**What the task asks**
Across all the records, filter for lines with the word "Query" and copy them.
---
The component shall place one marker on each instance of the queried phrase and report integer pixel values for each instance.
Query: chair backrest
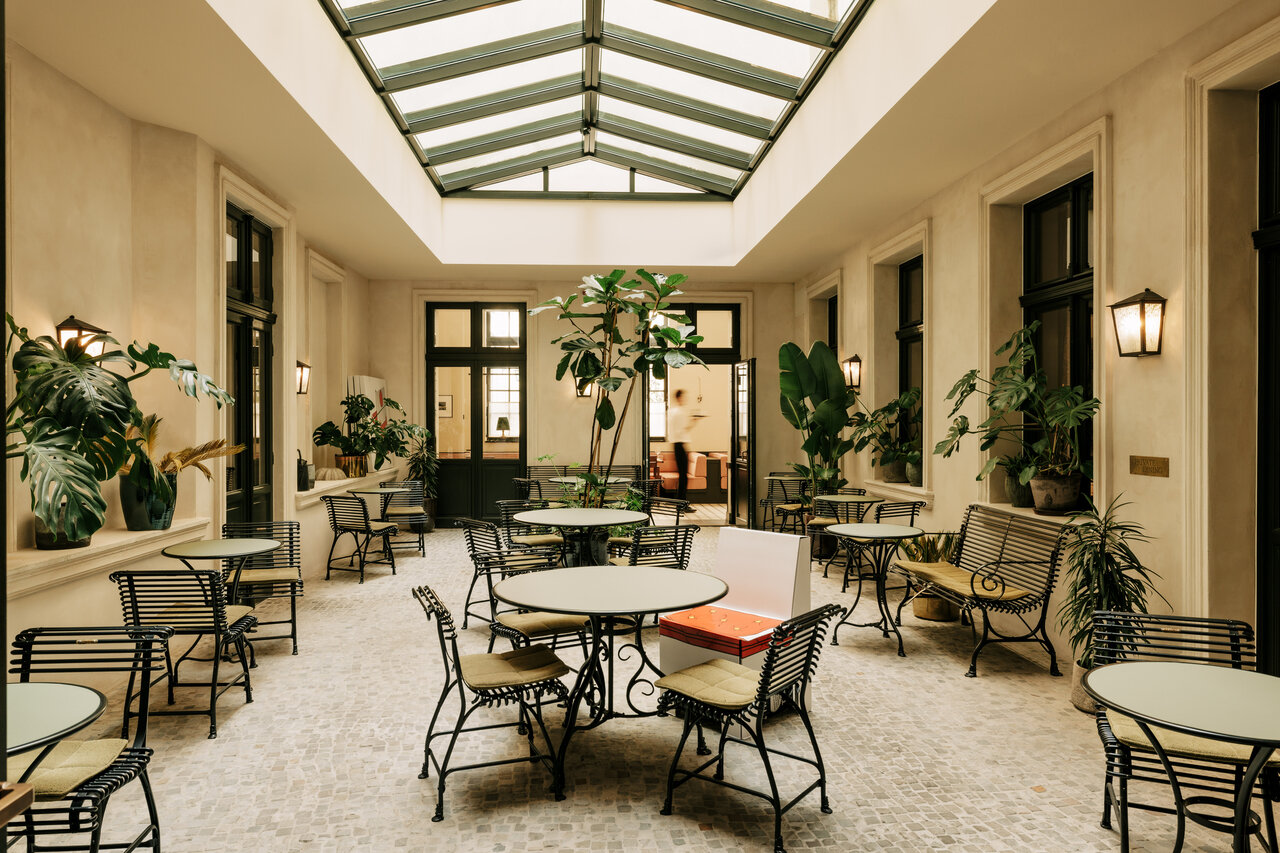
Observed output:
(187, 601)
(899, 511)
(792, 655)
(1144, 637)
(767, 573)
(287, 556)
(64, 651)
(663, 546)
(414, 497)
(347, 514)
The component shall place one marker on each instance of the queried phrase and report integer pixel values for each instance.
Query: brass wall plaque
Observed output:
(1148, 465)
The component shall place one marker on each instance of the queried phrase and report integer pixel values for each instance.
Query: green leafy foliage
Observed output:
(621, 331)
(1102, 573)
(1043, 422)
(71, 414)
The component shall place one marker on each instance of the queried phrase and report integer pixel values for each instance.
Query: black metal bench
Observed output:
---
**Written response**
Query: chair backrest
Query: brass wall plaque
Query: green leafy foliage
Query: black metal bench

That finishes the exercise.